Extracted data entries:

....

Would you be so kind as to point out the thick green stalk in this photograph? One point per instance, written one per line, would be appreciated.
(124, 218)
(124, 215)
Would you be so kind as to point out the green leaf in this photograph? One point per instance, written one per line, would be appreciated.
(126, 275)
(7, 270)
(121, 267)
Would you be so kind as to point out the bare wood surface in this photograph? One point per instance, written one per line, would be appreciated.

....

The task: Extract every line from the records above and reproduce each one verbatim, keeping the original order.

Finished exercise:
Would you be so kind as to point out the thick green stalk in this photograph? One point per instance, written one per line, would be appreciated.
(124, 218)
(124, 215)
Would you be so kind as to point out the green leaf in this photograph? One point per instance, written one per line, would be appreciated.
(126, 275)
(7, 270)
(121, 267)
Would you be so kind as to point out the bare wood surface in this photograph? One point per instance, written one per line, would be appreciated.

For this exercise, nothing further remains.